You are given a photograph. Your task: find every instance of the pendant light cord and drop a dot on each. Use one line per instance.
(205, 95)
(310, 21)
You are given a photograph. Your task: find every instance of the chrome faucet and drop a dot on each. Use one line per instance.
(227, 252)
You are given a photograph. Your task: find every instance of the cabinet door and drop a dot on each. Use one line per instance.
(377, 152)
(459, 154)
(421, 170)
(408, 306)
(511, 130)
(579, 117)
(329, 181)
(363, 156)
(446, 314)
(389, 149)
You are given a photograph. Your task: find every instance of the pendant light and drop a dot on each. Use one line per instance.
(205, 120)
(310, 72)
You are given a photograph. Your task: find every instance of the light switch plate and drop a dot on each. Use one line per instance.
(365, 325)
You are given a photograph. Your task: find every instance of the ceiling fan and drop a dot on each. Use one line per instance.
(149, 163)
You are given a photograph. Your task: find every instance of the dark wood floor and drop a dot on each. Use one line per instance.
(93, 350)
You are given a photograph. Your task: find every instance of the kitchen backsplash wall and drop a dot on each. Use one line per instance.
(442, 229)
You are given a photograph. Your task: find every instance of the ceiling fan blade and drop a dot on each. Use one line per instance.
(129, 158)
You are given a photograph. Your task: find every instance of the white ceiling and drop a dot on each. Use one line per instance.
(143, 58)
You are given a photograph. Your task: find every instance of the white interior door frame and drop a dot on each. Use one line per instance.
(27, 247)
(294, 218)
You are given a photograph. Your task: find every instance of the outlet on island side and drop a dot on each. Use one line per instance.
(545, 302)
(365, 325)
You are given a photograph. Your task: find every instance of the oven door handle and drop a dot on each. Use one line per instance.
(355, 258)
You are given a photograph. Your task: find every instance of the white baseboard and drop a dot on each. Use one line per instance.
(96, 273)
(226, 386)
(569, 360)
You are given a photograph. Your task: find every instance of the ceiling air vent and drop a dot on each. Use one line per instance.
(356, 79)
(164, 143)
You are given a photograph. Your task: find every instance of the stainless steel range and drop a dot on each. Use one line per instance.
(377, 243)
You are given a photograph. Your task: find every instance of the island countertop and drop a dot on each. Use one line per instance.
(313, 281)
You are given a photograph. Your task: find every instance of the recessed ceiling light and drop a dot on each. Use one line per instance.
+ + + + +
§ REQUIRED TASK
Please reproduce, word for word, the part of the data above that opens with the line containing "of the outlet" and runs through the end of the data.

§ WRITTEN ANSWER
You are given a photograph. Your task: find every instance of the outlet on island side and drop a dot on each. Use one line per instance.
(545, 302)
(365, 325)
You are given a photograph. Your task: find every instance of the oven door handle and drop a dot on each. Use one line per instance.
(355, 258)
You are given a photograph. Your task: find every instance of the white baseboard and drop a dot on each. Use one line per instance.
(96, 273)
(226, 386)
(569, 360)
You are given a photograph. Your task: find every instance of the ceiling air vent and drop a dot on each. Use one line per instance.
(356, 79)
(164, 143)
You are given a photograph. Your task: find every instance of the stainless steel range and drop a dot on each. Use one line per instance.
(377, 243)
You are given a photograph. Your task: find every instance of the island countertop and drop a dot on each. Use one line per instance.
(313, 281)
You are given a photograph. Your task: find every instance of the recessed ceiling light and drop a dot on each. Use one line per instance.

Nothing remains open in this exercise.